[REQUIRED WORK]: Once the line with "phrase -- farm field" is found in the data, output it and each following line exactly, up to and including the line with "phrase -- bike handlebar", and nothing before or after.

──────

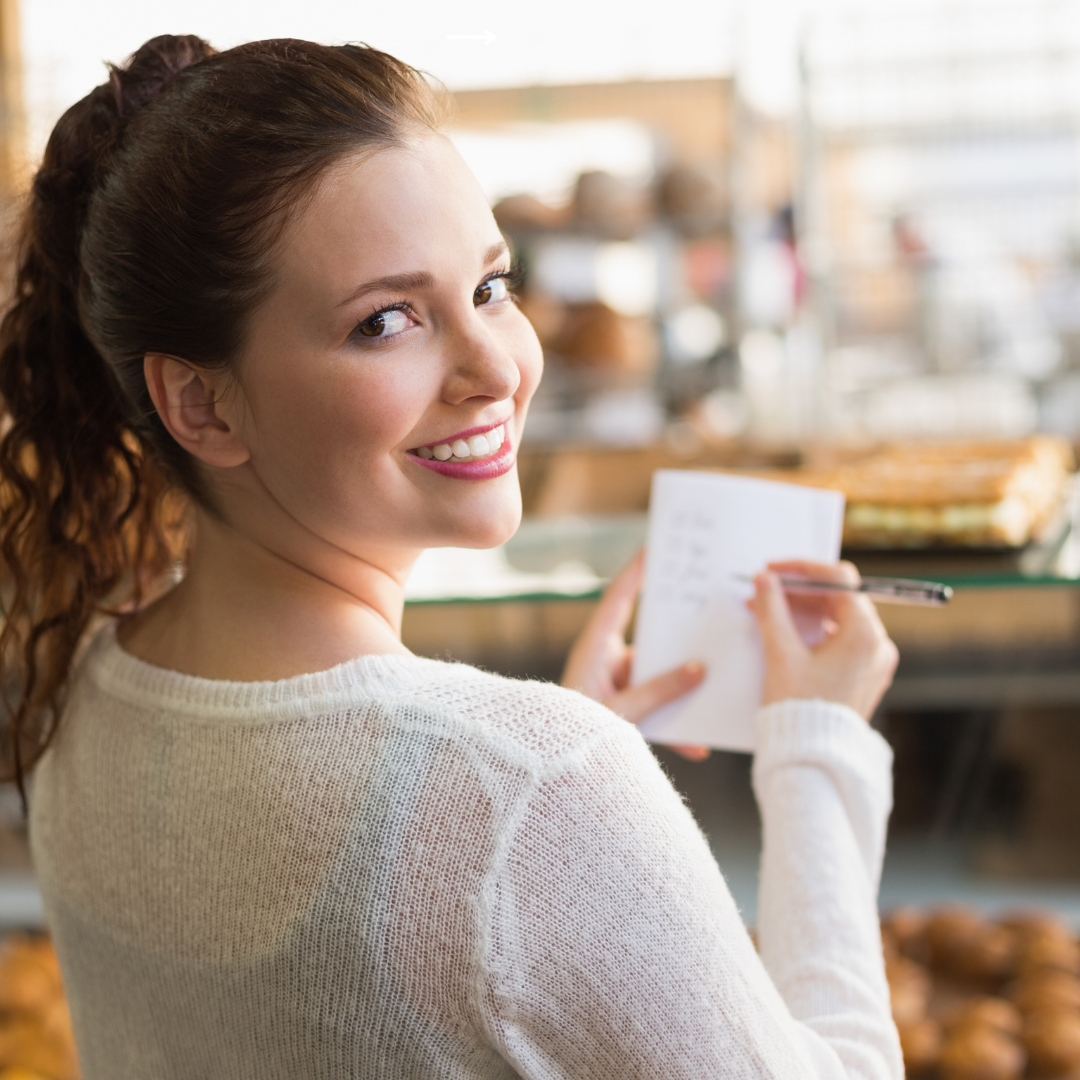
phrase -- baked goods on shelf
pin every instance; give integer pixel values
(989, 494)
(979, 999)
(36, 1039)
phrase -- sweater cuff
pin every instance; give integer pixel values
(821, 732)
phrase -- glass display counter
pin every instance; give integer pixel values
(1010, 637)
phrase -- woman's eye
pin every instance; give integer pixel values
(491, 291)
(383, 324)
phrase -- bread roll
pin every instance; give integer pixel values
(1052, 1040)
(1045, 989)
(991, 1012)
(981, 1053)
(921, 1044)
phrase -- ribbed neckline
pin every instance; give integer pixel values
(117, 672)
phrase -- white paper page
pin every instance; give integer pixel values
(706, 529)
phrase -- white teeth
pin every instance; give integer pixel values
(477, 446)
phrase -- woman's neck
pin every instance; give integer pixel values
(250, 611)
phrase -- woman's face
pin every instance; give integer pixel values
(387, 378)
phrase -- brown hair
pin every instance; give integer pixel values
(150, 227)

──────

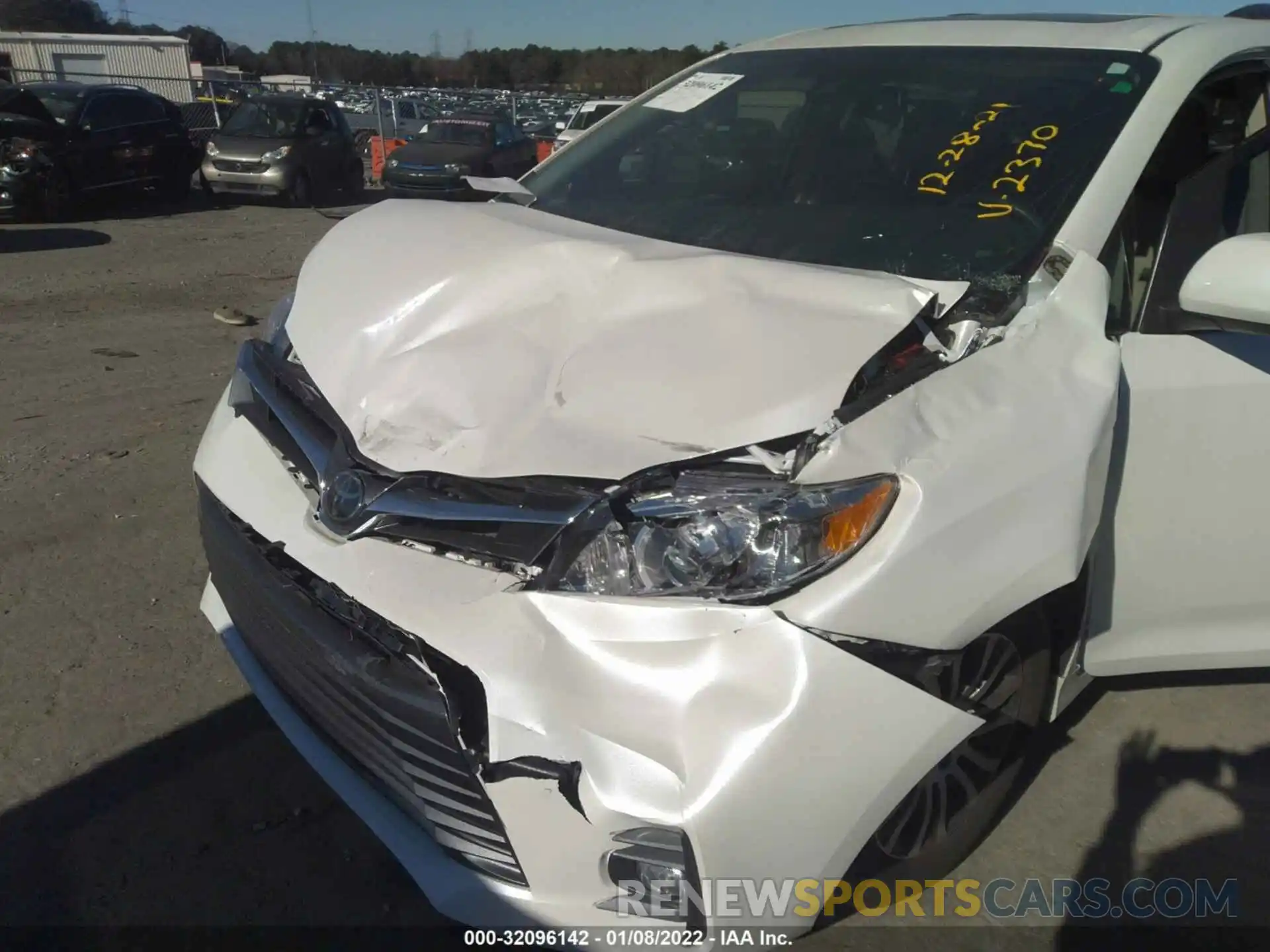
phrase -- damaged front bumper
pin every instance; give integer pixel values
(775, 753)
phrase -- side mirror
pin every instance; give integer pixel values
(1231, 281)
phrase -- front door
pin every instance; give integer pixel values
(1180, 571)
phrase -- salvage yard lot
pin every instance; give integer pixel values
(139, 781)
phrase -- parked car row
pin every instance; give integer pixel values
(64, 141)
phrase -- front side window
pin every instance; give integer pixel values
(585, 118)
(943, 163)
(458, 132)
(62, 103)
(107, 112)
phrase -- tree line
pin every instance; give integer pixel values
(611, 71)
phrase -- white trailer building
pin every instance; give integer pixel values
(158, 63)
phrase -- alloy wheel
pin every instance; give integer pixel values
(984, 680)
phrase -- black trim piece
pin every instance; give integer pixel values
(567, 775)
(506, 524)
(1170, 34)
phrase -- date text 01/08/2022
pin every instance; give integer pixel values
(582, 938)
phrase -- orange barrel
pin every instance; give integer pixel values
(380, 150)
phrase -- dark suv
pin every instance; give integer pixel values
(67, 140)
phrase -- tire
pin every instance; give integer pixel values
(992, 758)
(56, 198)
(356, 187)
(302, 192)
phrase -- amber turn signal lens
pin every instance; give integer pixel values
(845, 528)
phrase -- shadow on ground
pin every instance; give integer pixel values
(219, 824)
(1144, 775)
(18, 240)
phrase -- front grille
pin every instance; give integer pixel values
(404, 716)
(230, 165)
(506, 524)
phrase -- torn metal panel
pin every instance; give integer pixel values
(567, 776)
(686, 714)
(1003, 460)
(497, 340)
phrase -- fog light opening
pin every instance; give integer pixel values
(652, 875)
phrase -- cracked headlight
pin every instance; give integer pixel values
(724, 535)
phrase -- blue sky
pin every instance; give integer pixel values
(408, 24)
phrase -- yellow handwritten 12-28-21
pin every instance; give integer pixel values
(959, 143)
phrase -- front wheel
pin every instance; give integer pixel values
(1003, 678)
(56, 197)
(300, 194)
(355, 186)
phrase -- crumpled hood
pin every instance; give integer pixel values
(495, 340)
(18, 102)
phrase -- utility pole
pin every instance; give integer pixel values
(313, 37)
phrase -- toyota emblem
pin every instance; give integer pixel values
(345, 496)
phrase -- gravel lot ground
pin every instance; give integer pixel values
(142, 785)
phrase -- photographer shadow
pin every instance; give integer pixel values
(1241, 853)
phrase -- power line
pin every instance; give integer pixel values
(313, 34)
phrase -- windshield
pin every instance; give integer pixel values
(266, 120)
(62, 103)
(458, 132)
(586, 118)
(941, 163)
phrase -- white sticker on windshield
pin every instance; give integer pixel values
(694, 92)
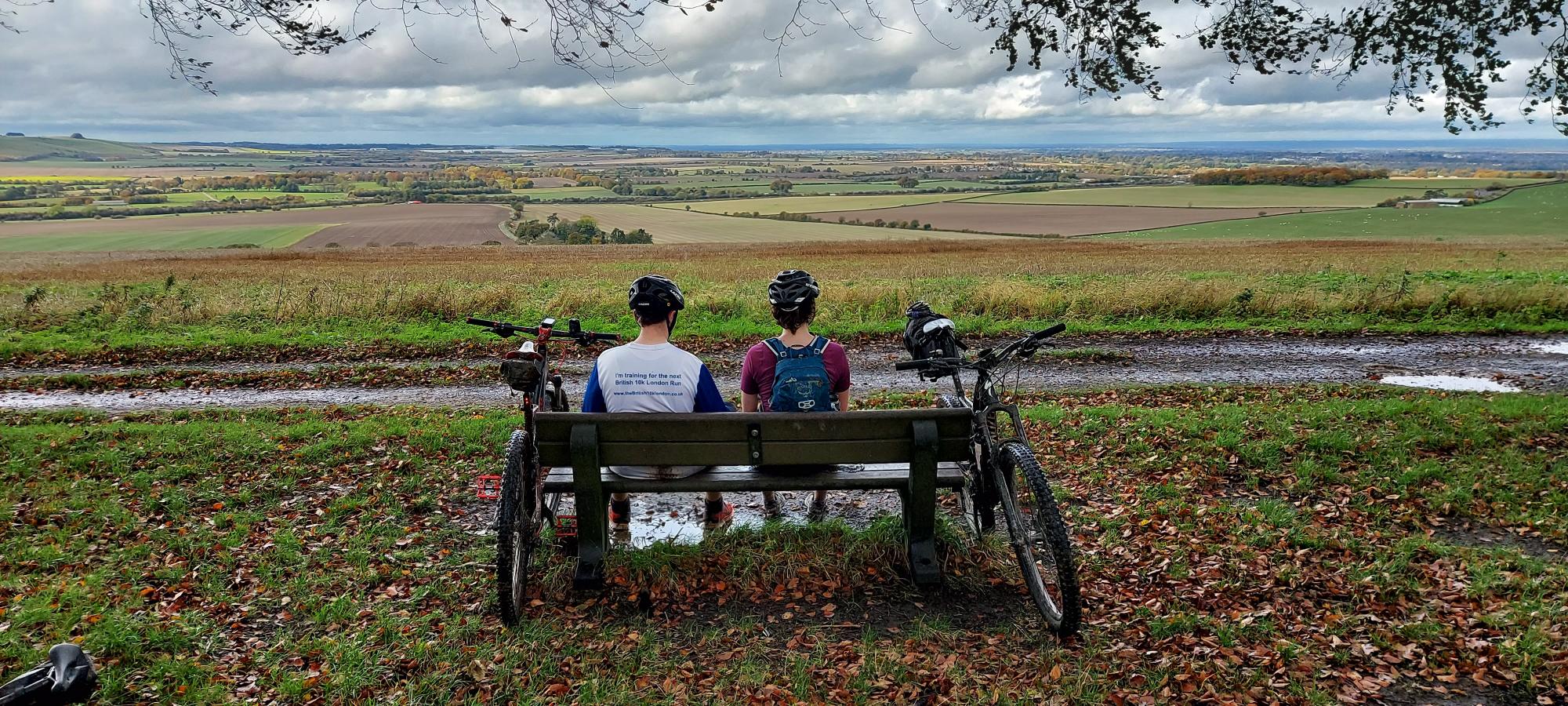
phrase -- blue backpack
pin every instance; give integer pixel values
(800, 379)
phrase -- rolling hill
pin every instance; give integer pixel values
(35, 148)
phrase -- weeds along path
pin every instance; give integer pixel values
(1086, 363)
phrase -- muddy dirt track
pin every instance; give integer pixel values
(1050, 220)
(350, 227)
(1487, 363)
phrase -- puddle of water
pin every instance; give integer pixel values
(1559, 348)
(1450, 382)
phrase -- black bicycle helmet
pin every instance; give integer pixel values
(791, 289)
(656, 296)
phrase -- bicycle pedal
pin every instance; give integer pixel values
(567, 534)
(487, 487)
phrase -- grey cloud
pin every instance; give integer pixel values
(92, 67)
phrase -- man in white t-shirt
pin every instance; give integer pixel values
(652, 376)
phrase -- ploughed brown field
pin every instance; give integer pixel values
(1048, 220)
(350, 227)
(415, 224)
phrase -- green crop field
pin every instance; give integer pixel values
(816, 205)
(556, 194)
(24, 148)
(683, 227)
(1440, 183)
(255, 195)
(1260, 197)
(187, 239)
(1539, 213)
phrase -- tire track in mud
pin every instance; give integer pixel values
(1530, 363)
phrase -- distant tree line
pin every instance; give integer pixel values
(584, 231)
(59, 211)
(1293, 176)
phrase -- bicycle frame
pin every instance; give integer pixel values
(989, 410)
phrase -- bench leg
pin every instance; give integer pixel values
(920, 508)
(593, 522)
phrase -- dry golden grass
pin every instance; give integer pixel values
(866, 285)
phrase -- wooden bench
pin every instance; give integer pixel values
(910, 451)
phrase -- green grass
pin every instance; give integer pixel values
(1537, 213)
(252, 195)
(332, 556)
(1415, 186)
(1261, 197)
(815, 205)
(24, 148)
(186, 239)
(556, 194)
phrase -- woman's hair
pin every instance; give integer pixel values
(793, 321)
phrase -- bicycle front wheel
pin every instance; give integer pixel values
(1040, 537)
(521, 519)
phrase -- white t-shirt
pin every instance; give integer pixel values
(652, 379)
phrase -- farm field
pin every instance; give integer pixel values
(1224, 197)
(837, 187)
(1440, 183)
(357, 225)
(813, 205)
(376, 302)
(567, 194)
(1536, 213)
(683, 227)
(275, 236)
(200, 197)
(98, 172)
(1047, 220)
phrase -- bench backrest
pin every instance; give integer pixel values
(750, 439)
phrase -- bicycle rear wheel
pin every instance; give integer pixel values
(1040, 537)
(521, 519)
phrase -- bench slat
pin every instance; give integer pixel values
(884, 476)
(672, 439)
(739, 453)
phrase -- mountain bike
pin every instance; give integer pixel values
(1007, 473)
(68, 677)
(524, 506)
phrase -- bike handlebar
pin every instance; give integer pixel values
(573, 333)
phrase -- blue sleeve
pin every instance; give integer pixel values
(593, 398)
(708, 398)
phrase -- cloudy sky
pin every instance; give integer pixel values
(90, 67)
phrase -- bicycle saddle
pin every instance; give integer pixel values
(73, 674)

──────

[SOLUTION TO THE PROBLEM]:
phrase -- farm field
pin every instance; give integer pixel values
(1224, 197)
(837, 187)
(1440, 183)
(357, 225)
(813, 205)
(376, 302)
(567, 194)
(1536, 213)
(683, 227)
(275, 236)
(200, 197)
(98, 172)
(1047, 220)
phrase -- bench backrest
pin every instance; give integer pixel values
(750, 439)
phrase -- bicycle rear wheel
pin every instance; give integer pixel values
(1040, 537)
(521, 519)
phrase -- bench slat
pin every instance; give integer pixel values
(884, 476)
(672, 439)
(739, 453)
phrase -- mountain bike
pin every instance; give integer pixel values
(1007, 473)
(68, 677)
(524, 506)
phrase -- bike handlebar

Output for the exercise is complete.